Jobs —
1. In the profile of Brazil's government, how many members does the Chamber of Deputies have?
2. Rewrite the part of the Brazil government profile that begins at the words "National Election Dates: Presidential, congressional, and" and stops after "2000, and 2004.", putting "local elections" in place of "municipal elections".

#### Excerpted passage ####

Government: Federative republic with broad powers granted to federal government. Constitution, reenacted/revised on October 5, 1988, establishes presidential system with three branches--executive, legislative, and judicial. Chief of state and head of government is president. Fernando Henrique Cardoso won 1994 presidential elections in first round on October 3, taking 54 percent of vote, and assumed office on January 1, 1995. President assisted by vice president (elected with president) and presidentially appointed and headed cabinet. Cardoso may stand for reelection in 1998. Bicameral National Congress (Congresso Nacional) consists of Federal Senate (Senado Federal), with eighty-one members (three for each state and Federal District) popularly elected to eight-year terms, and Chamber of Deputies (Câmara dos Deputados), with 513 members popularly elected to four-year terms. Elections for both houses simultaneous and based on proportional representation weighted in favor of less populous states. Suffrage compulsory for Brazilians above age of eighteen. Highest court Federal Supreme Court (Supremo Tribunal Federal--STF), whose eleven justices, including chief justice, appointed by president to serve until age seventy. Each state has own judicial system. Federal revenue-sharing program, established by 1988 constitution, provides states with substantial resources. Framework of state and local government similar to federal government. Governors may stand for reelection to four-year terms in 1998. Federal District also governed by governor and vice governor. Governors have more limited powers than counterparts in United States because of centralized nature of Brazilian system and 1988 constitution, which reserves to federal government all powers not specifically delegated to states. States and municipalities have limited taxing authority.
National Election Dates: Presidential, congressional, and state elections occur simultaneously every four years in October and November; held in October-November 1994 and scheduled for 1998 and 2002. Dates of municipal elections: October-November 1996, 2000, and 2004.
Politics: Returned to democratic civilian government in 1985 after more than two decades of military rule (1964-85). President Fernando Collor de Mello elected in November 1989 and took office on March 15, 1990, first directly elected president in twenty-nine years. Chamber of Deputies impeached Collor in September 1992 on corruption charges, and he was removed from office by Senate vote that December. His vice president, Itamar Franco, then assumed presidency. In October 1994, Brazil held elections for presidency, state governorships, Chamber of Deputies, and two-thirds of Senate. Fernando Henrique Cardoso (president, 1995- ) gained election on strength of heterodox alliance between his Brazilian Social Democracy Party (Partido da Social Democracia Brasileira--PSDB) and two center-right parties, Liberal Front Party (Partido da Frente Liberal--PFL) and Brazilian Labor Party (Partido Trabalhista Brasileiro--PTB). Alliance seen at time as strictly electoral, with little chance of lasting long into administration. Thus far, it has remained intact, with Cardoso adding Brazil's largest party, Brazilian Democratic Movement Party (Partido do Movimento Democrático Brasileiro--PMDB), to coalition immediately after election. Rivalries among parties for plum federal appointments in key states and regions have, however, plagued coalition, as has factiousness within parties. Congress uses committee system much like United States; there are six Senate committees and sixteen House committees. A notable distinction is absence of conference committees to work out differences between competing legislative texts; instead, bill modified by one house must be returned to originating house for up-or-down vote on modifications. Party leaders play key role in setting voting agenda. Also important are "rapporteurs" for individual bills; negative rapporteur's report can effectively kill bill before it reaches committee vote. Since Cardoso's inau-guration, Congress has devoted itself largely to constitutional reform. Each constitutional amendment requires approval by margin of two-thirds, twice over, in each house (total of four votes). Despite obstacles, Congress has moved constitutional reform forward farther and faster than expected, particularly in economic area.

#### Items ####

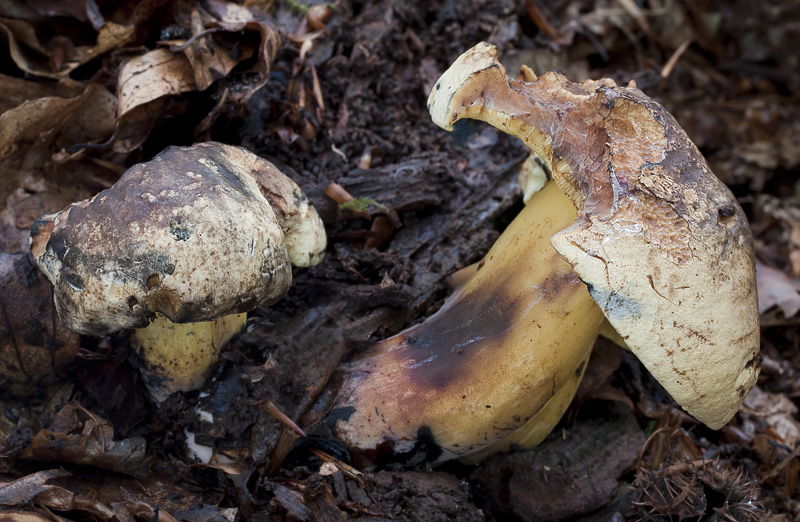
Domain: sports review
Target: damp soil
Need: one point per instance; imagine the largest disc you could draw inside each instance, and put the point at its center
(434, 203)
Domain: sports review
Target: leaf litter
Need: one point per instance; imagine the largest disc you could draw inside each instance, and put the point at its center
(335, 93)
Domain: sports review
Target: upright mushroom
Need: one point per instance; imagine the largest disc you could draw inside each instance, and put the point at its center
(661, 245)
(195, 235)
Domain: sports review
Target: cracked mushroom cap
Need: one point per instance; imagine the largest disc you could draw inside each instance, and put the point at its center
(662, 245)
(194, 234)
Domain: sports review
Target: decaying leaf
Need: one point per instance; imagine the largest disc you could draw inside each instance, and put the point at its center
(223, 37)
(35, 348)
(778, 412)
(78, 436)
(60, 56)
(30, 134)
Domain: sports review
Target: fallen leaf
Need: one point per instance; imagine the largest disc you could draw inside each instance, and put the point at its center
(35, 348)
(775, 288)
(778, 411)
(81, 437)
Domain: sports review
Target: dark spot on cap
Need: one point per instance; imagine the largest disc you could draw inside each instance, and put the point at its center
(153, 281)
(755, 362)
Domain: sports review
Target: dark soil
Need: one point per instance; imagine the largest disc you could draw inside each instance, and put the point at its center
(448, 196)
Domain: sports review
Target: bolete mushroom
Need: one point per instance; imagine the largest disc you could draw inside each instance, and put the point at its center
(659, 243)
(199, 234)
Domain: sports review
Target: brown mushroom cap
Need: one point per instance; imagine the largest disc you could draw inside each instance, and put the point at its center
(194, 234)
(661, 243)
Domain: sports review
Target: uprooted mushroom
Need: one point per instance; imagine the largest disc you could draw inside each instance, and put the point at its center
(660, 247)
(180, 248)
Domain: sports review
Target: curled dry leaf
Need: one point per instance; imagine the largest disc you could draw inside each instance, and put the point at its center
(36, 347)
(81, 437)
(778, 411)
(775, 288)
(59, 57)
(30, 133)
(218, 44)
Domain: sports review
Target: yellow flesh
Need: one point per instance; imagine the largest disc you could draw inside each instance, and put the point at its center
(177, 357)
(469, 387)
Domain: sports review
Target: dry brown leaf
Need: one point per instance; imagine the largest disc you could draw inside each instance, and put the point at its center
(145, 84)
(35, 348)
(30, 134)
(27, 516)
(16, 91)
(59, 57)
(25, 489)
(143, 79)
(775, 288)
(778, 411)
(78, 436)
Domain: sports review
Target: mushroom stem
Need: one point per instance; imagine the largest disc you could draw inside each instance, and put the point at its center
(177, 357)
(497, 352)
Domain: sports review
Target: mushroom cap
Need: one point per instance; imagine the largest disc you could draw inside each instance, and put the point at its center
(194, 234)
(662, 245)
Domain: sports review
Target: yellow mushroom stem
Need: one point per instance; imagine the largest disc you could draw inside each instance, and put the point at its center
(177, 357)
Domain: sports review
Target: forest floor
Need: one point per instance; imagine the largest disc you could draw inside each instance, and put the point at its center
(337, 94)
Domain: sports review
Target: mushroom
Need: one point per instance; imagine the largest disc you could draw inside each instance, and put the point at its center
(35, 348)
(199, 234)
(662, 245)
(659, 243)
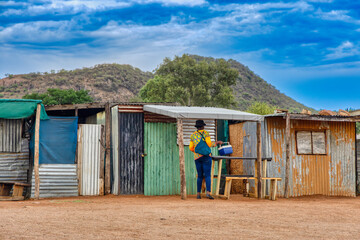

####

Answers for the exercise —
1. The Chamber of Deputies has 513 members.

2.
National Election Dates: Presidential, congressional, and state elections occur simultaneously every four years in October and November; held in October-November 1994 and scheduled for 1998 and 2002. Dates of local elections: October-November 1996, 2000, and 2004.